Top 10 Growing Aerospace and Defense Stocks For Trump’s Presidency

There is carnage in the US stock market as the major indices continue to shed points after last week’s aggressive selloff. The Dow was down over 2% with the S&P losing nearly 3% of its value. Nasdaq continued to be the worst of the three, down 4% by market close.

As tariffs continue to spook markets, we look at sectors that are either a safer bet amid the volatility, or provide near-term growth opportunities. In the Aerospace and Defense Industries, such an opportunity is currently presenting itself.

The US is signaling to the rest of the world that it needs to spend more on its own defense rather than relying on the US for military aid. This is making major economies of the world rethink their defense budget allocations.

Since most of the Western world buys its military equipment from the US, the money is eventually going to flow into US companies. This simple bullish thesis is what’s driving the industry and we believe it is time for investors to take positions in these stocks to benefit from this.

To come up with the list of 10 buy and forget Aerospace and Defense stocks for Trump’s Presidency, we only considered stocks with a market cap of at least $2 billion that are the best performers so far in 2025.

Is RTX Corporation (RTX) the Best Defense Stock to Buy According to Billionaires?

An aerial view of a commercial jetliner in flight, its airframe glinting in the sun.

10. Kratos Defense & Security Solutions, Inc. (NASDAQ:KTOS)

Kratos Defense & Security Solutions, Inc. is a technology company that serves national security, commercial, and defense markets. It operates in Unmanned Systems and Kratos Government Solutions segments. The stock is up 10% for the year despite an 18% correction from its February highs.

The company’s hypersonic missiles are exciting investors. These are unmanned missiles that are so new that there is very limited technology to intercept or counteract them. This has helped the company win a contract with the US defense forces for improving the country’s hypersonic missile capabilities, a necessity after Russia successfully used the technology in Ukraine.

**Given problem**
Revise everything in the article on defense stocks from "There is carnage" down to "currently presenting itself.", putting "turmoil" wherever "carnage" appears.

**Dataset extract**

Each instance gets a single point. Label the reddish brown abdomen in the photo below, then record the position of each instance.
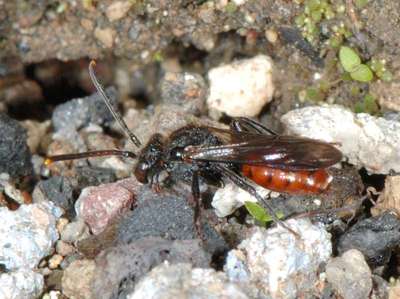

**Reply to the exercise**
There is turmoil in the US stock market as the major indices continue to shed points after last week’s aggressive selloff. The Dow was down over 2% with the S&P losing nearly 3% of its value. Nasdaq continued to be the worst of the three, down 4% by market close.

As tariffs continue to spook markets, we look at sectors that are either a safer bet amid the volatility, or provide near-term growth opportunities. In the Aerospace and Defense Industries, such an opportunity is currently presenting itself.